- Directives:
1) According to the commentary on the new Arkansas Republican Party chairman, which town is Dennis Milligan a businessman from?
2) Rewrite the commentary on the Arkansas Republican Party chairman from "Dennis Milligan, the" to "turning immigrants away.", swapping "fiscal issues" for "economic issues".

- Selected excerpt:
Dennis Milligan, the Bryant businessman who’s the new chairman of the Arkansas Republican Party, is off to a rocky start.
He began with distrust in his own ranks. In early interviews, he emphasized a desire to focus the party on fiscal issues — cutting taxes, making government more efficient. These were code words. He, and other Republicans, think the party isn’t going to expand its reach in Arkansas unless it can be seen as something more than a small circus tent of Northwest Arkansas zealots, consumed with outlawing abortion, oppressing gay people and turning immigrants away.
His “moderation” drew a predictable attack from the Jim Holt wing of the Republican Party. Milligan didn’t exactly stand tall. He quickly proclaimed that he abhors homosexuality and gay union just as much as the good Shiite Republicans do. On immigration, he ducked. He said, according to an interview published Sunday in the Democrat-Gazette, that immigration was an issue between Congress and the president. (In today’s Republican Party, this might pass for courage. At least he didn’t cater to the wall-builders.)

[Coordinate annotation records]
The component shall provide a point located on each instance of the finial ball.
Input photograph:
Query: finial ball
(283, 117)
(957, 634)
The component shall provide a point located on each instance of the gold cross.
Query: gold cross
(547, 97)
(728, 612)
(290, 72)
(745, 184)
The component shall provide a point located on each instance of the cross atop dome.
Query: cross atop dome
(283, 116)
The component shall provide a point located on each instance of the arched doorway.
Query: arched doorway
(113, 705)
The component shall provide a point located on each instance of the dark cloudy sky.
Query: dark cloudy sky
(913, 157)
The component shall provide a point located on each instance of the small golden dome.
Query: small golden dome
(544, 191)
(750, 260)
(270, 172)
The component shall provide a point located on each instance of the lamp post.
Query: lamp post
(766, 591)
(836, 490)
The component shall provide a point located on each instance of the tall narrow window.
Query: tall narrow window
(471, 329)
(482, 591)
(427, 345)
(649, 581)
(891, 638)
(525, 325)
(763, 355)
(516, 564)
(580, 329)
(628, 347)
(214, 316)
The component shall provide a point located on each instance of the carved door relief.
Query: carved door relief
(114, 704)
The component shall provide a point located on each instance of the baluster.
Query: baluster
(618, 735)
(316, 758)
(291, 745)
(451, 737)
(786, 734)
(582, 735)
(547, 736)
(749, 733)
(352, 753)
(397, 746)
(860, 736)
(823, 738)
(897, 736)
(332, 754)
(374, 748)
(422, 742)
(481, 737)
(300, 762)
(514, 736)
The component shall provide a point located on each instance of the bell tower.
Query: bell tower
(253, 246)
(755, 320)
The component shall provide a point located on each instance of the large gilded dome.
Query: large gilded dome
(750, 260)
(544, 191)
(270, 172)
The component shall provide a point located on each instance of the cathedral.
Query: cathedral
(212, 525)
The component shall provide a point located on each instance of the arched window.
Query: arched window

- Solutions in order:
1) Bryant

2)
Dennis Milligan, the Bryant businessman who’s the new chairman of the Arkansas Republican Party, is off to a rocky start.
He began with distrust in his own ranks. In early interviews, he emphasized a desire to focus the party on economic issues — cutting taxes, making government more efficient. These were code words. He, and other Republicans, think the party isn’t going to expand its reach in Arkansas unless it can be seen as something more than a small circus tent of Northwest Arkansas zealots, consumed with outlawing abortion, oppressing gay people and turning immigrants away.